Top of Passage shown

An optical refractive index (RI) nanosensor with a high sensitivity and figure of merit (FOM), good stability, and biocompatibility is of great significance for biological detection and sensing in narrow spaces. However, the current optical RI nanosensors are mainly fabricated using metals, semiconductors, and quartz, which are not biocompatible and are even biotoxic, and often face a trade-off between a high sensitivity and a high FOM. Moreover, the sensors are mainly based on surface plasmon resonance, photonic crystals, fiber grating, etc., and, thus, most of them usually require a laser source with a specific optical wavelength or harsh excitation conditions, which are likely to cause photodamage and are unfavorable for biological applications. Hence, polylactic acid (PLA), a flexible dielectric material with good biocompatibility, is functioned by doping high refractive index quantum dots (QDs) and fabricated as a nanowire RI sensor. Doping the QDs into a PLA nanowire can improve the light confinement ability and then enhance Mie resonant scattering of the PLA nanowire, which is very beneficial to obtain a higher quality factor and then a higher-performance nanowire sensor. Under irradiation of a white light source, a high sensitivity with 833.78 nm/RIU (per refractive index unit) and the highest FOM of 9.64 RIU−1 are obtained. The good reliability and reproducibility of the sensors are further demonstrated. By choosing a proper diameter, the scattering peak of the nanosensor can be tuned into a biofriendly spectral range (600–900 nm), which predicts that the PLA nanowire RI sensors have a great potential in biological microenvironment monitoring, biosensing, and biomedical treatment.

Bottom of Passage shown

**Task to complete:** In the passage on PLA nanowire sensors, what is the highest figure of merit obtained under white light?

Top of Data extracts

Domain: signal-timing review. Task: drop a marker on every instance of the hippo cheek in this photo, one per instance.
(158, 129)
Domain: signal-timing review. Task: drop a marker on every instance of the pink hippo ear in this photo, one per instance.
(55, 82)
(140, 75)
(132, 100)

Bottom of Data extracts

**Finished exercise:** 9.64 RIU−1